Assigned task: Each record that follows should be reproduced in full, character for character.

Dataset entries:
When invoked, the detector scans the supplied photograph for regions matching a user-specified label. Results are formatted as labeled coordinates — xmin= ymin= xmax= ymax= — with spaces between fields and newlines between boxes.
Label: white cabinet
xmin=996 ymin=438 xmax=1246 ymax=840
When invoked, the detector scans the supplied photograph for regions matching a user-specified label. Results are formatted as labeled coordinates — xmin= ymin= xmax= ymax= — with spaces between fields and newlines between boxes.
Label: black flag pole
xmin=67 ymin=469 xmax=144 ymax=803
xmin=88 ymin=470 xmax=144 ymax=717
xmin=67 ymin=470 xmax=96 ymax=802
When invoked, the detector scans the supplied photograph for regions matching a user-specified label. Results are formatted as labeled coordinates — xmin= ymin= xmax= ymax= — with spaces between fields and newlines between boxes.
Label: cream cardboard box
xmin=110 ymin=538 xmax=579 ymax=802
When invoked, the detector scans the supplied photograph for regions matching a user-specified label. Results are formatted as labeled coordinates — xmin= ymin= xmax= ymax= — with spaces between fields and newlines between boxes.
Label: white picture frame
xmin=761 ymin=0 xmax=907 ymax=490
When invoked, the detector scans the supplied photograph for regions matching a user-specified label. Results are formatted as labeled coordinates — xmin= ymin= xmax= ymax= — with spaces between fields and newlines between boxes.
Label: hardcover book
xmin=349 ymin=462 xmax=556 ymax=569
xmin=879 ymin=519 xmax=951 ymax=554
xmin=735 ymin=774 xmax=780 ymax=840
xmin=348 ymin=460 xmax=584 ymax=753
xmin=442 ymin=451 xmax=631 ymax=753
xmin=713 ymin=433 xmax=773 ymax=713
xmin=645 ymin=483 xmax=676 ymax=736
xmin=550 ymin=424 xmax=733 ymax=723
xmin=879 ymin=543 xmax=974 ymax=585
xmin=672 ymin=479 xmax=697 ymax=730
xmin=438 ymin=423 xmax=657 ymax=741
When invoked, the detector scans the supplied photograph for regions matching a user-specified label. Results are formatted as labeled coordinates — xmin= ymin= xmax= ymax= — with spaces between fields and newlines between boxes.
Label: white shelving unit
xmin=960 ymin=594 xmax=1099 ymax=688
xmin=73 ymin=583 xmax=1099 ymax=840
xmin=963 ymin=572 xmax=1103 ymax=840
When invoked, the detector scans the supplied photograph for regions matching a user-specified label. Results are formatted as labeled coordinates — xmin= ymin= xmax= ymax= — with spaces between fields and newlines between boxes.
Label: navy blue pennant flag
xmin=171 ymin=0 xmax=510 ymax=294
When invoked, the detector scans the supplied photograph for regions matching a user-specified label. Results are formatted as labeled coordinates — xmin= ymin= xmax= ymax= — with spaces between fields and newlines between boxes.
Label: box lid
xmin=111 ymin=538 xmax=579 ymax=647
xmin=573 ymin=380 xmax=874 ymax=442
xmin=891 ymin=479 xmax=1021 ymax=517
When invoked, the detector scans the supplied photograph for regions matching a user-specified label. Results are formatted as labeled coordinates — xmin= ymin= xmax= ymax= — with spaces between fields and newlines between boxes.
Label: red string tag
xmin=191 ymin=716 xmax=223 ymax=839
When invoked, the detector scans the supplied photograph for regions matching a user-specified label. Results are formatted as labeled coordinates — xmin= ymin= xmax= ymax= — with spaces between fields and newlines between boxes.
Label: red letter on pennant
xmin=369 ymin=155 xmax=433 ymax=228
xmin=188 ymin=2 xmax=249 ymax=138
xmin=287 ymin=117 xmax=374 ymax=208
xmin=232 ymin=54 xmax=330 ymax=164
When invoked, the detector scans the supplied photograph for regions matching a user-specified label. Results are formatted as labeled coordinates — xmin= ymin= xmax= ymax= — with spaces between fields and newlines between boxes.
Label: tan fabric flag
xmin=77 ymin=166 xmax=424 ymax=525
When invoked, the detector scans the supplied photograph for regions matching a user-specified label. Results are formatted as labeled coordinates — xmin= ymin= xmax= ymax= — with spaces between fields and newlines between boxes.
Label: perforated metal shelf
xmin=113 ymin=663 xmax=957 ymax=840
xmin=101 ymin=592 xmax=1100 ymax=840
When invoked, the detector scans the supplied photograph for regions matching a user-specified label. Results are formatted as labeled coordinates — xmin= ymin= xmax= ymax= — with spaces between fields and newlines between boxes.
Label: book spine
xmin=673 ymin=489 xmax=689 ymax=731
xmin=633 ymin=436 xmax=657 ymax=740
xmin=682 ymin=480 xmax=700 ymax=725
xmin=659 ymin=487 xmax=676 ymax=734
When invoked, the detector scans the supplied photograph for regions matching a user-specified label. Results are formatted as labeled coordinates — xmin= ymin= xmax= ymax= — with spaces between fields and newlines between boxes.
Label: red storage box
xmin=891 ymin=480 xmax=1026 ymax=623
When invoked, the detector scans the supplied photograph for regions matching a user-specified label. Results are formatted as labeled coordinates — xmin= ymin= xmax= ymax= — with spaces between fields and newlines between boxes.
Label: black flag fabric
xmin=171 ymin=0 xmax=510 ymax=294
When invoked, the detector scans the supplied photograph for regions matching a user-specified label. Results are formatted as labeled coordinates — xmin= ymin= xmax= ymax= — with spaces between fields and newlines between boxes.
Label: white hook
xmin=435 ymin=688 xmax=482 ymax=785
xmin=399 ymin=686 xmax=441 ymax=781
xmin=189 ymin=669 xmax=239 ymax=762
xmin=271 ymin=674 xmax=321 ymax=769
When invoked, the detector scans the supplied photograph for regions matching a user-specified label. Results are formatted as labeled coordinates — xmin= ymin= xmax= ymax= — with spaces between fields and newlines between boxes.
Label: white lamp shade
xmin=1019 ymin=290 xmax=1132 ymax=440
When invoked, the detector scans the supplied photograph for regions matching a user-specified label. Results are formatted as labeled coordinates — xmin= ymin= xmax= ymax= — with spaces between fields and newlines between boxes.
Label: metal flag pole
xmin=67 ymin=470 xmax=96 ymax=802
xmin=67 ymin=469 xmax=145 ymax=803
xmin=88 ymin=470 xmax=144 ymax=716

Written solution:
When invoked, the detector scans the supplied photograph for regions matching a user-specified label. Results are formatted as labeled coordinates — xmin= ymin= xmax= ymax= — with spaces between fields and newlines between boxes.
Label: white cabinet
xmin=996 ymin=438 xmax=1246 ymax=840
When invoked, the detector scans the supplied photograph for regions matching a user-specified label. Results are formatted as labeled coordinates — xmin= ymin= xmax= ymax= — with spaces between fields and newlines between boxes.
Label: black flag pole
xmin=67 ymin=469 xmax=144 ymax=803
xmin=88 ymin=470 xmax=144 ymax=717
xmin=67 ymin=470 xmax=96 ymax=802
When invoked, the detector scans the supplied photograph for regions matching a user-specified label. Results are formatted as labeled coordinates — xmin= ymin= xmax= ymax= — with spaces between fields and newlines between boxes.
Label: cream cardboard box
xmin=110 ymin=538 xmax=579 ymax=802
When invoked, the detector scans the supplied photograph for regions matching a user-specified label. Results are formatted as labeled coordinates — xmin= ymin= xmax= ymax= — with spaces between fields and newlines between boxes.
Label: white picture frame
xmin=761 ymin=0 xmax=907 ymax=490
When invoked, the detector scans the supplied photograph for regions matching a user-specified label. Results are formatted as labeled coordinates — xmin= ymin= xmax= ymax= — with spaces between fields and newlines between boxes.
Label: hardcover book
xmin=349 ymin=462 xmax=556 ymax=569
xmin=879 ymin=519 xmax=951 ymax=554
xmin=735 ymin=774 xmax=780 ymax=840
xmin=348 ymin=460 xmax=584 ymax=753
xmin=442 ymin=451 xmax=631 ymax=753
xmin=713 ymin=433 xmax=773 ymax=713
xmin=645 ymin=483 xmax=676 ymax=736
xmin=550 ymin=424 xmax=733 ymax=723
xmin=879 ymin=543 xmax=974 ymax=585
xmin=672 ymin=479 xmax=697 ymax=730
xmin=438 ymin=423 xmax=657 ymax=741
When invoked, the detector scans the supplied photograph for regions matching a user-specified label. Results are formatted as labeled coordinates — xmin= ymin= xmax= ymax= — with spaces between fields and newlines between boxes.
Label: white shelving unit
xmin=960 ymin=594 xmax=1099 ymax=688
xmin=73 ymin=583 xmax=1099 ymax=840
xmin=963 ymin=572 xmax=1103 ymax=840
When invoked, the detector scans the supplied photograph for regions matching a user-specified label. Results are formatted as labeled coordinates — xmin= ymin= xmax= ymax= — with spaces between fields and newlines between boxes.
Label: navy blue pennant flag
xmin=171 ymin=0 xmax=510 ymax=294
When invoked, the detector scans the supplied photograph for regions matching a user-specified label. Results are formatted as labeled coordinates — xmin= ymin= xmax= ymax= — with spaces between fields and newlines between boxes.
Label: box lid
xmin=111 ymin=538 xmax=579 ymax=647
xmin=573 ymin=380 xmax=874 ymax=442
xmin=891 ymin=479 xmax=1021 ymax=517
When invoked, the detector scans the supplied photograph for regions matching a user-specified label. Results are formatted as labeled coordinates — xmin= ymin= xmax= ymax= — with spaces between fields and newlines between boxes.
Label: red string tag
xmin=191 ymin=716 xmax=223 ymax=839
When invoked, the detector scans the supplied photograph for regions matching a user-specified label. Results are formatted as labeled coordinates — xmin= ymin= xmax= ymax= — with spaces between fields and newlines between boxes.
Label: red letter on pennant
xmin=369 ymin=155 xmax=433 ymax=228
xmin=188 ymin=2 xmax=249 ymax=138
xmin=287 ymin=117 xmax=374 ymax=208
xmin=232 ymin=54 xmax=330 ymax=164
When invoked, the detector scans the supplied photograph for regions matching a user-specified label. Results are formatted as labeled coordinates — xmin= ymin= xmax= ymax= — with spaces between fields and newlines between boxes.
Label: tan fabric flag
xmin=77 ymin=166 xmax=424 ymax=525
When invoked, the detector scans the supplied photograph for regions matching a user-specified label. Results are formatted as labeled coordinates — xmin= ymin= xmax= ymax= — with spaces between fields and newlines between boxes.
Label: perforated metal shelf
xmin=113 ymin=663 xmax=957 ymax=840
xmin=101 ymin=592 xmax=1100 ymax=840
When invoked, the detector scans the supplied photograph for regions matching a user-specified label. Results are formatted as labeled coordinates — xmin= ymin= xmax= ymax= — with spaces between fields and newlines between boxes.
Label: book spine
xmin=673 ymin=489 xmax=689 ymax=731
xmin=633 ymin=436 xmax=657 ymax=740
xmin=682 ymin=480 xmax=700 ymax=725
xmin=659 ymin=487 xmax=676 ymax=734
When invoked, the detector scans the supplied photograph for regions matching a user-specified label. Results are formatted as labeled coordinates — xmin= ymin= xmax= ymax= — with spaces between fields and newlines between boxes.
Label: red storage box
xmin=891 ymin=480 xmax=1026 ymax=623
When invoked, the detector scans the supplied photograph for regions matching a user-specified label. Results are formatted as labeled coordinates — xmin= ymin= xmax= ymax= — with spaces between fields and newlines between boxes.
Label: black flag fabric
xmin=171 ymin=0 xmax=510 ymax=294
When invoked, the detector scans the supplied photograph for regions matching a user-specified label. Results are formatted as labeled coordinates — xmin= ymin= xmax= ymax= — with spaces between fields and newlines between boxes.
Label: white hook
xmin=435 ymin=688 xmax=482 ymax=785
xmin=399 ymin=686 xmax=441 ymax=781
xmin=189 ymin=669 xmax=239 ymax=762
xmin=271 ymin=674 xmax=321 ymax=769
When invoked, the detector scans the supplied photograph for regions matching a user-specified label. Results are formatted as labeled coordinates — xmin= ymin= xmax= ymax= — with spaces between fields and newlines between boxes.
Label: white lamp shade
xmin=1019 ymin=290 xmax=1132 ymax=440
When invoked, the detector scans the supplied photograph for regions matching a user-specified label. Results are formatted as labeled coordinates — xmin= ymin= xmax= ymax= — with spaces between fields and newlines between boxes.
Label: metal flag pole
xmin=67 ymin=470 xmax=96 ymax=802
xmin=67 ymin=469 xmax=145 ymax=803
xmin=88 ymin=470 xmax=144 ymax=716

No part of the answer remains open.